## Text shown
Deuba becomes PM as Nepal struggles with Covid
KATHMANDU: Nepal’s president appointed veteran liberal Sher Bahadur Deuba as prime minister on Tuesday, the president’s office said, a day after the Supreme Court reinstated the parliament that was dissolved in May.
The new leader’s immediate task is to procure Covid-19 vaccines and control the spread of the coronavirus that has infected more than 658,000 people and killed nearly 10,000 of them — figures experts say fail to reflect the true toll.
“The biggest challenge of the new leader is to free every citizen from suffering from Covid-19 by inoculating them’’, said Prakash Sharan Mahat, a senior leader of Deuba’s party.
More than 1.3 million people have had a first dose of Covid-19 vaccine and are awaiting a second shot as the government scrambles to protect its people.
Deuba, 75, head of the centrist Nepali Congress party, will head a coalition with former Maoist rebels and a party representing a minority community dominant on Nepal’s southern plains, the latest development in a monthslong political crisis that left the country without a parliament.

## Data extract
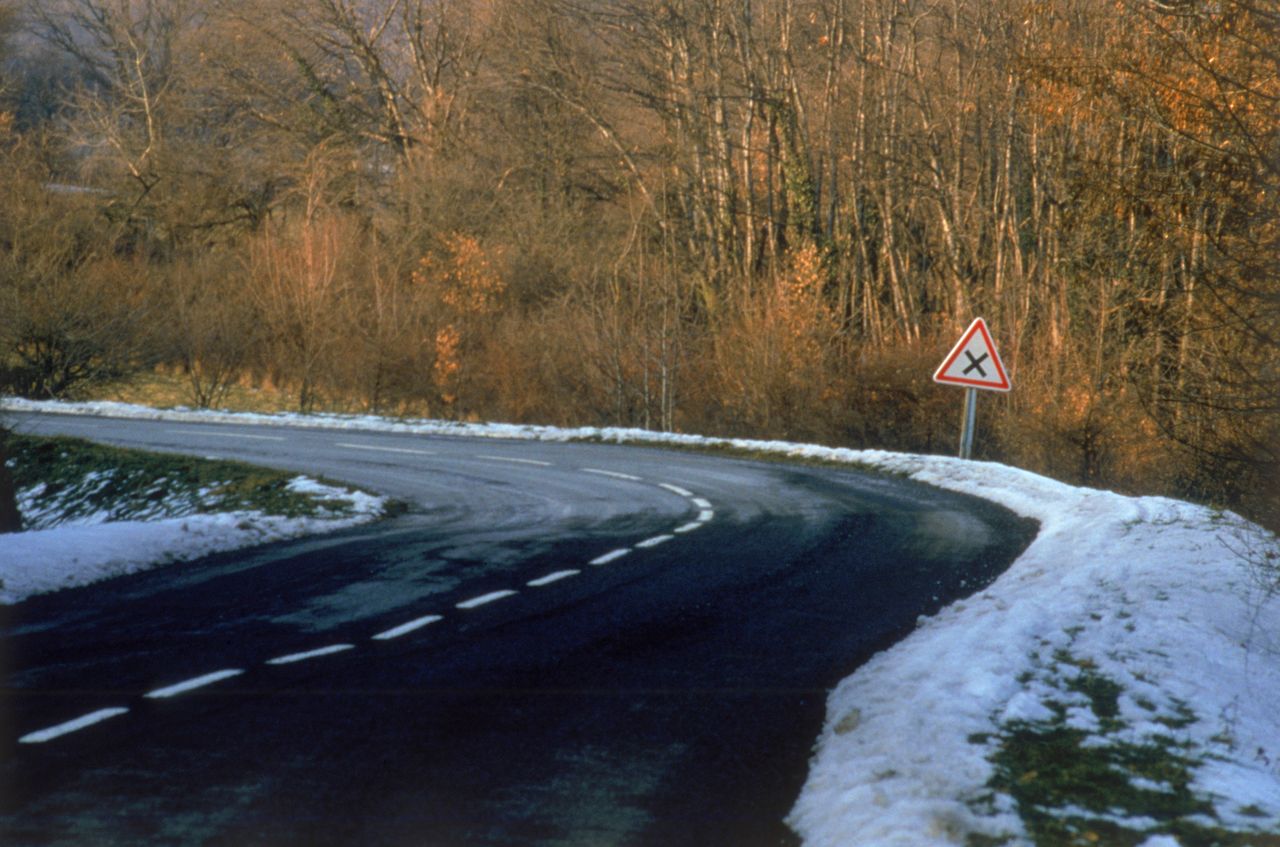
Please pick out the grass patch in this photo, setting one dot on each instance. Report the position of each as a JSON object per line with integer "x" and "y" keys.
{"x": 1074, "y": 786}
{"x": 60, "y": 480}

==

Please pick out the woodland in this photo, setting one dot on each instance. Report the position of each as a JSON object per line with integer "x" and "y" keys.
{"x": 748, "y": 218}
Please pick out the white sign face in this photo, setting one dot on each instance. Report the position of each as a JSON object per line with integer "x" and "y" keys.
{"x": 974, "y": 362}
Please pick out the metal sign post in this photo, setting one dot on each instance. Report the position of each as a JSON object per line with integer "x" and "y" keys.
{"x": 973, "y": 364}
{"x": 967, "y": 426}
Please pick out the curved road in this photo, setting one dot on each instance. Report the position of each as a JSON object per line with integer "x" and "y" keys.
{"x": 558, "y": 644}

## Exercise requirements
1) According to the news report, which party does Sher Bahadur Deuba head?
2) Rewrite the news report from "The new leader’s" up to and including "the true toll.", replacing "coronavirus" with "virus".

## Solutions to the exercise
1) He heads the centrist Nepali Congress party.

2)
The new leader’s immediate task is to procure Covid-19 vaccines and control the spread of the virus that has infected more than 658,000 people and killed nearly 10,000 of them — figures experts say fail to reflect the true toll.